EXERCISE INSTRUCTIONS:
Return every record below exactly as written, but leave out the pictures.

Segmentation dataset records
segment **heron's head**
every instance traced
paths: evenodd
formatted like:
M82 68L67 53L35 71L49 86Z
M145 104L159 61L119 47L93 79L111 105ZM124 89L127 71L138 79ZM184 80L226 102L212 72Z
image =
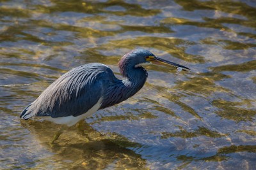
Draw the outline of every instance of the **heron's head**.
M185 66L157 57L150 51L144 49L136 49L126 53L120 60L118 66L122 74L124 75L127 69L139 67L150 64L172 66L181 67L184 71L189 70Z

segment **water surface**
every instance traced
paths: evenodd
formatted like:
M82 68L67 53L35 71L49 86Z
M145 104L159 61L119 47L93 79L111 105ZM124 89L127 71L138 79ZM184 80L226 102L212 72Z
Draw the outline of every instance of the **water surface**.
M3 169L256 169L256 3L0 1ZM147 66L129 100L71 127L20 121L54 80L143 48L191 69Z

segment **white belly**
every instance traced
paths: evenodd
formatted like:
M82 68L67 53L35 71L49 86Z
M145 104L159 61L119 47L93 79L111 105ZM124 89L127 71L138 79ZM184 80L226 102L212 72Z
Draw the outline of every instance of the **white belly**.
M92 115L93 113L96 112L101 105L102 99L100 98L98 102L92 108L90 108L86 113L77 117L68 116L65 117L52 118L51 117L45 117L44 119L52 122L57 124L65 124L67 126L72 126L81 120Z

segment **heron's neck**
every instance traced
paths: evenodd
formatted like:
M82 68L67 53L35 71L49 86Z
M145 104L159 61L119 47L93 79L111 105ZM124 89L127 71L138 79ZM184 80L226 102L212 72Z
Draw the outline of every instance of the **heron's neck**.
M147 73L142 67L134 68L125 74L126 79L116 79L106 90L100 109L121 103L134 95L144 85Z

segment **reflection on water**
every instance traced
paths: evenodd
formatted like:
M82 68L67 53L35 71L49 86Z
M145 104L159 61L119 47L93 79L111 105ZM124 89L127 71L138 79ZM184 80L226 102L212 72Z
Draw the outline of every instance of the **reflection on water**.
M6 0L0 11L2 168L256 169L253 1ZM120 78L136 48L191 71L147 66L136 96L54 145L60 125L20 120L74 67L101 62Z

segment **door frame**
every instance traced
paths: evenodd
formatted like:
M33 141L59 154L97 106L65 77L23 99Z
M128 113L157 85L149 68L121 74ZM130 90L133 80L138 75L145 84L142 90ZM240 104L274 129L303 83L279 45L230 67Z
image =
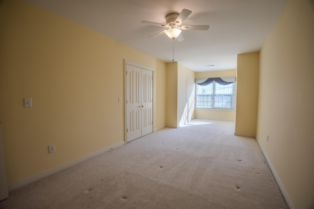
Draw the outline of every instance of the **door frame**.
M140 68L144 70L148 70L152 71L153 72L153 113L152 113L152 120L153 120L153 130L152 132L154 132L154 69L153 68L150 68L149 67L145 66L144 65L141 65L140 64L136 63L134 62L131 61L130 60L128 60L127 59L124 59L124 141L125 144L128 143L128 136L127 133L127 67L128 65L132 65L133 66L137 67L138 68Z

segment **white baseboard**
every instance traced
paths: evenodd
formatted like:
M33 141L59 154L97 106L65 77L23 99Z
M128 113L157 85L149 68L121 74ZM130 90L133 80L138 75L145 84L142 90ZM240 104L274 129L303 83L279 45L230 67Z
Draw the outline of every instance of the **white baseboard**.
M258 143L259 141L257 141L257 142ZM276 172L276 170L275 170L275 168L273 166L273 165L271 164L271 163L270 162L270 160L269 160L268 156L267 156L267 154L266 154L266 152L265 152L262 146L261 146L260 144L259 144L259 146L260 146L260 148L261 148L261 150L262 150L262 152L263 155L264 155L265 159L266 159L266 161L267 162L267 163L268 163L268 166L270 168L270 170L271 170L271 172L273 173L273 175L275 178L275 180L277 182L277 184L278 185L278 186L279 186L279 188L281 191L281 193L283 194L283 196L284 196L285 200L286 200L286 202L287 202L287 204L288 205L288 207L290 209L295 209L295 208L294 207L294 205L293 205L292 201L291 200L291 199L290 199L290 197L289 197L288 193L286 190L286 189L285 188L285 186L284 186L284 185L281 183L281 181L280 181L280 179L279 178L279 177L278 176L277 173Z
M111 149L111 148L114 149L115 148L117 148L118 147L124 145L125 144L125 142L124 141L121 141L112 146L106 147L100 150L97 151L95 152L89 154L87 155L82 157L81 158L79 158L77 160L75 160L71 162L66 163L62 165L54 167L52 169L48 170L46 171L44 171L42 173L40 173L38 174L36 174L30 178L28 178L27 179L20 181L17 183L12 184L11 185L9 185L9 186L8 186L8 190L10 192L15 189L16 189L17 188L20 188L22 186L28 185L36 181L38 181L41 179L43 179L44 178L47 177L51 175L55 174L59 171L61 171L62 170L69 168L71 166L75 165L77 164L78 164L85 161L90 159L91 158L96 157L98 155L107 152L108 151L109 151L110 149Z
M195 118L191 119L191 120L193 120L194 119L203 119L205 120L222 120L223 121L232 121L235 122L235 120L230 119L225 119L225 118L217 118L216 117L197 117Z
M255 138L255 134L245 134L244 133L235 132L235 135L240 137L252 137L253 138Z

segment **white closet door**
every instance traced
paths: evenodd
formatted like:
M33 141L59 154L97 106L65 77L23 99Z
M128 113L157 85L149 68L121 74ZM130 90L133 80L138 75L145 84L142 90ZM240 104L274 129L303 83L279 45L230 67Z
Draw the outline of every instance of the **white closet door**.
M127 136L128 141L142 136L140 68L128 65L127 71Z
M126 64L127 142L153 132L153 71Z
M153 132L153 72L142 69L142 136Z

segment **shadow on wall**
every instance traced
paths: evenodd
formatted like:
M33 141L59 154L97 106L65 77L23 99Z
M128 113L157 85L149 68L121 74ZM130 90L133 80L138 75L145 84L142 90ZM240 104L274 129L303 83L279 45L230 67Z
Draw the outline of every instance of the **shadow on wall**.
M192 117L195 110L195 90L193 90L184 106L181 119L179 121L179 127L184 125L185 122L188 122L192 119Z

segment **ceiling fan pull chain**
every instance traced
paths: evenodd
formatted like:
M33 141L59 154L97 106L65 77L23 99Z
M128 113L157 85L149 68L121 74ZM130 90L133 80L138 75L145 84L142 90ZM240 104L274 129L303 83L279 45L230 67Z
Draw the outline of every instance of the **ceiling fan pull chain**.
M175 61L175 38L172 39L172 62Z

FINISHED EXERCISE:
segment **heron's head**
every instance traced
paths: evenodd
formatted like:
M82 68L67 53L35 71L49 86Z
M145 104L159 61L119 47L93 79L111 105ZM124 89L127 71L138 79ZM184 80L226 102L212 72Z
image =
Draw the outline of every instance of the **heron's head**.
M185 66L157 57L150 51L144 49L136 49L126 53L120 60L118 66L122 74L124 75L127 69L139 67L150 64L172 66L181 67L184 71L189 70Z

segment **water surface**
every instance traced
paths: evenodd
formatted like:
M82 68L67 53L35 71L49 86Z
M145 104L159 61L119 47L93 79L111 105ZM124 89L127 71L138 79ZM184 80L226 102L212 72Z
Draw the outline of every instance of the **water surface**.
M3 169L256 169L256 3L0 1ZM147 66L129 100L71 127L20 121L54 80L143 48L191 69Z

segment **white belly**
every instance traced
paths: evenodd
formatted like:
M82 68L67 53L35 71L49 86Z
M145 104L159 61L119 47L93 79L111 105ZM124 89L127 71L138 79ZM184 80L226 102L212 72Z
Draw the outline of every instance of the **white belly**.
M92 115L93 113L96 112L101 105L102 99L100 98L98 102L92 108L90 108L86 113L77 117L68 116L65 117L52 118L51 117L45 117L44 119L52 122L57 124L65 124L67 126L72 126L81 120Z

segment **heron's neck**
every instance traced
paths: evenodd
formatted like:
M82 68L67 53L35 71L49 86Z
M145 104L159 61L119 47L93 79L111 105ZM124 89L127 71L138 79ZM184 80L226 102L212 72Z
Draw the outline of every instance of the **heron's neck**.
M147 73L142 67L134 68L125 74L126 79L116 79L106 90L100 109L121 103L134 95L144 85Z

segment **reflection on water**
every instance traced
paths: evenodd
formatted like:
M82 68L67 53L35 71L49 86Z
M145 104L159 61L119 47L93 79L111 105ZM124 89L127 71L138 79ZM184 80L226 102L212 72Z
Draw the outline of every instance of the **reflection on water**.
M6 0L0 11L2 168L256 169L253 1ZM120 78L136 48L191 71L147 66L136 96L54 145L60 125L20 120L74 67L101 62Z

segment **door frame**
every instance traced
paths: evenodd
formatted like:
M33 141L59 154L97 106L65 77L23 99Z
M128 113L157 85L149 68L121 74ZM130 90L133 80L138 75L145 84L142 90ZM240 104L274 129L303 83L279 45L230 67Z
image =
Draw the outline of every instance of the **door frame**.
M140 68L144 70L148 70L152 71L153 72L153 113L152 113L152 120L153 120L153 130L152 132L154 132L154 69L153 68L150 68L149 67L145 66L144 65L141 65L140 64L136 63L134 62L131 61L130 60L128 60L127 59L124 59L124 141L125 144L128 143L128 136L127 133L127 67L128 65L132 65L133 66L137 67L138 68Z

segment **white baseboard**
every instance traced
paths: evenodd
formatted like:
M33 141L59 154L97 106L65 77L23 99Z
M128 113L157 85L149 68L121 74ZM130 90L133 80L138 75L145 84L142 90ZM240 104L274 129L303 83L279 45L230 67Z
Draw the outline of every instance of the **white baseboard**.
M258 143L259 141L257 141L257 142ZM276 172L276 170L275 170L275 168L273 166L273 165L271 164L271 163L270 162L270 160L269 160L268 156L267 156L267 154L266 154L266 152L265 152L262 146L261 146L260 144L259 144L259 146L260 146L260 148L261 148L261 150L262 150L262 152L263 155L264 155L265 159L266 159L266 161L267 162L267 163L268 163L268 166L270 168L270 170L271 170L271 172L273 173L273 175L275 178L275 180L277 182L277 184L278 185L278 186L279 186L279 188L281 191L281 193L283 194L283 196L284 196L285 200L286 200L286 202L287 202L287 204L288 205L288 207L290 209L295 209L295 208L294 207L294 205L293 205L292 201L291 200L291 199L290 199L290 197L289 197L288 193L286 190L286 189L285 188L285 186L284 186L284 185L281 183L281 181L280 181L280 179L279 178L279 177L278 176L277 173Z
M111 149L111 148L114 149L115 148L117 148L118 147L124 145L125 144L125 142L124 141L121 141L112 146L106 147L100 150L97 151L95 152L89 154L87 155L82 157L81 158L79 158L77 160L75 160L71 162L66 163L62 165L54 167L52 169L48 170L46 171L44 171L42 173L40 173L38 174L36 174L30 178L28 178L27 179L20 181L17 183L12 184L11 185L9 185L9 186L8 186L8 190L10 192L15 189L16 189L17 188L20 188L22 186L28 185L36 181L38 181L41 179L43 179L44 178L47 177L51 175L55 174L59 171L61 171L62 170L69 168L71 166L75 165L77 164L78 164L85 161L90 159L91 158L96 157L98 155L107 152L108 151L109 151L110 149Z
M195 118L191 119L191 120L193 120L194 119L203 119L205 120L222 120L223 121L232 121L235 122L235 120L230 119L225 119L225 118L217 118L216 117L197 117Z
M255 138L255 134L245 134L244 133L235 132L235 135L240 137L252 137L253 138Z

segment **white closet door**
every instance traced
paths: evenodd
formatted like:
M33 141L59 154L97 106L65 77L23 99Z
M128 113L157 85L149 68L121 74ZM130 90L133 80L138 75L145 84L142 90ZM240 104L274 129L303 83L279 45L230 67Z
Draw the outline of every instance of the **white closet door**.
M127 136L128 141L142 136L140 68L128 65L127 71Z
M126 64L127 142L153 132L153 71Z
M153 132L153 72L142 69L142 136Z

segment **shadow on wall**
every instance traced
paths: evenodd
formatted like:
M33 141L59 154L97 106L65 77L23 99Z
M128 113L157 85L149 68L121 74ZM130 90L133 80L138 75L145 84L142 90ZM240 104L274 129L303 83L279 45L230 67Z
Draw the outline of every instance of the **shadow on wall**.
M192 117L195 110L195 90L193 90L184 106L181 119L179 121L179 127L184 125L185 122L188 122L192 119Z

segment **ceiling fan pull chain**
every instance traced
paths: evenodd
formatted like:
M33 141L59 154L97 106L65 77L23 99Z
M128 113L157 85L149 68L121 74ZM130 90L133 80L138 75L145 84L142 90ZM240 104L274 129L303 83L279 45L230 67Z
Draw the outline of every instance of the **ceiling fan pull chain**.
M175 61L175 38L172 39L172 62Z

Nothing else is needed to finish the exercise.